● **REQUIRED ACTION**
Show all lines of the entries in which the word "rough" is found.

● **SOURCE DATA**
----
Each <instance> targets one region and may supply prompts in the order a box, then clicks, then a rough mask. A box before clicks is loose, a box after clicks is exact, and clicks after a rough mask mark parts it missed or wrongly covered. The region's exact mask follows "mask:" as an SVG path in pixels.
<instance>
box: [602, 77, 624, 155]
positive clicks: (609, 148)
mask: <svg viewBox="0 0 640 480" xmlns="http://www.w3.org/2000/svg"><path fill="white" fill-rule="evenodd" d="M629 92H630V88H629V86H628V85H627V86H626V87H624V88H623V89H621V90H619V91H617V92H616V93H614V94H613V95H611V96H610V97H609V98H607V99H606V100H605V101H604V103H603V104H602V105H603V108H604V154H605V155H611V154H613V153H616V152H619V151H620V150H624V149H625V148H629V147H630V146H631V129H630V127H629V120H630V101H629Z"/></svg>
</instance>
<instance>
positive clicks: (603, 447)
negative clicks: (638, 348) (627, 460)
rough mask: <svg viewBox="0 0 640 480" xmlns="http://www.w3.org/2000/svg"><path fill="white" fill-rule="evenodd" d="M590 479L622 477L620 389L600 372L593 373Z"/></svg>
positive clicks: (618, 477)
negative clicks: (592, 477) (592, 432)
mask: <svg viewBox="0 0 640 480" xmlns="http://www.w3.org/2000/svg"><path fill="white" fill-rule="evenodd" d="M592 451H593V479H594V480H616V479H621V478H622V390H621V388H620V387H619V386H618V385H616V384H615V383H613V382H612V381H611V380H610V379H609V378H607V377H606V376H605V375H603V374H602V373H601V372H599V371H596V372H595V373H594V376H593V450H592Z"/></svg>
----
● **ANSWER BOX**
Each <instance> targets one region and may supply prompts in the order a box, then clicks, then a rough mask. A box before clicks is loose, a box after clicks is exact, and clicks after a rough mask mark parts it missed or wrongly covered. The region's exact mask follows "mask:" as an SVG path in pixels.
rough mask: <svg viewBox="0 0 640 480" xmlns="http://www.w3.org/2000/svg"><path fill="white" fill-rule="evenodd" d="M590 479L622 477L620 389L600 372L593 373Z"/></svg>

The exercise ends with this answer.